Exercise details: From the article on the Southeast's ozone season, reproduce word for word the passage starting with "While the news" and going on through "concentrations of toxic gas.".

STUDY: Ozone Season Worsens in the Southeast Due to Climate Change

By Yessenia Funes Aug 23, 2016

While the news is full of articles about the drought in the West, the Southeast of the United States is not faring well either as drought conditions contribute to alarming concentrations of toxic gas. 

According to a study published yesterday (August 22) in the Early Edition of the journal Proceedings of the National Academy of Sciences, the region’s ozone season, traditionally in July and August, may stretch into the fall as climate change makes weather “warmer and drier.”

“This study shows that our air quality, particularly ozone in the fall, is becoming more sensitive to the effects of climate change,” said Georgia Tech professor Yuhang Wang, one of the study’s researchers, to the Georgia Tech News Center. “The direction of climate change is such that we are likely going to see hotter and drier fall seasons, which may create larger ozone extremes in the Southeast. We are likely to have record ozone days in the fall, and we need to prepare for that.”

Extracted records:
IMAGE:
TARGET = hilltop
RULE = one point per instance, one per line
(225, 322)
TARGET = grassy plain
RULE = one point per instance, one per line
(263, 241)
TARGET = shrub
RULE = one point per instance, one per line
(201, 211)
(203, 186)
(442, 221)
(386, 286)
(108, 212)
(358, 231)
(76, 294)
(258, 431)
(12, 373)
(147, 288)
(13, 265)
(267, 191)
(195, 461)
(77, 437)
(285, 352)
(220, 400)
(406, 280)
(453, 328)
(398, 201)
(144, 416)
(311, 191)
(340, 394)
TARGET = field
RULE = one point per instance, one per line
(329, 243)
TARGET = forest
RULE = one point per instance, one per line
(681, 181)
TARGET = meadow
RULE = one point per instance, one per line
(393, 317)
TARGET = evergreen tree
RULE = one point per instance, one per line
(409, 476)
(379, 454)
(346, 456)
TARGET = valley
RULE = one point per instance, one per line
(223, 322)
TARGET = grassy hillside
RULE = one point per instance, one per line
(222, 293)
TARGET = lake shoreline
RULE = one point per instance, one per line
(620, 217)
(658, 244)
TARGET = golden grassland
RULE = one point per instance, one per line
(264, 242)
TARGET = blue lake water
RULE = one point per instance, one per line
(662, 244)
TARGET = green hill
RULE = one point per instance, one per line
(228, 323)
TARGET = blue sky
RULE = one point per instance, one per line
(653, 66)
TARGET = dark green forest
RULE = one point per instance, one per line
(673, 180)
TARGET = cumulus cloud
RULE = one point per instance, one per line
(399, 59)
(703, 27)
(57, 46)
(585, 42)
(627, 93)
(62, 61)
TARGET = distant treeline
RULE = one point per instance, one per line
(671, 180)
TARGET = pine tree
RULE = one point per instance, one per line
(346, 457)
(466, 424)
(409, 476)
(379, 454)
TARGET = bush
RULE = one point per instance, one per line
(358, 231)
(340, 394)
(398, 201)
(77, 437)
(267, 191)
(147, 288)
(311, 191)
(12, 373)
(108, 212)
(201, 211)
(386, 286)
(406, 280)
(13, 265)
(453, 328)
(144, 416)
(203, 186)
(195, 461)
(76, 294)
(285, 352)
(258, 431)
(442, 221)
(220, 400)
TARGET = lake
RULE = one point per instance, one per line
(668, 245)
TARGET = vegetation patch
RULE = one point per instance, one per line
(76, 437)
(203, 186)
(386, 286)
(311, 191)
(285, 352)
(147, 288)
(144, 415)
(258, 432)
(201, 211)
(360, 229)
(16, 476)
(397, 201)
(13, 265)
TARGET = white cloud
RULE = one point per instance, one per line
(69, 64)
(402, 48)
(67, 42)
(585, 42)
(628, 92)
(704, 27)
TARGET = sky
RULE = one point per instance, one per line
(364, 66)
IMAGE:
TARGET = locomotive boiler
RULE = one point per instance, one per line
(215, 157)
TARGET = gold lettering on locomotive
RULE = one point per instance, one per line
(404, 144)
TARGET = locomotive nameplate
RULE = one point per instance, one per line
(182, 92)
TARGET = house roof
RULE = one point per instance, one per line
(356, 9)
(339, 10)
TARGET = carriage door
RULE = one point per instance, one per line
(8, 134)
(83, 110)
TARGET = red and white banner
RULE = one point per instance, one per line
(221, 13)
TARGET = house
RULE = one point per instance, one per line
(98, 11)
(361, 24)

Written solution:
While the news is full of articles about the drought in the West, the Southeast of the United States is not faring well either as drought conditions contribute to alarming concentrations of toxic gas.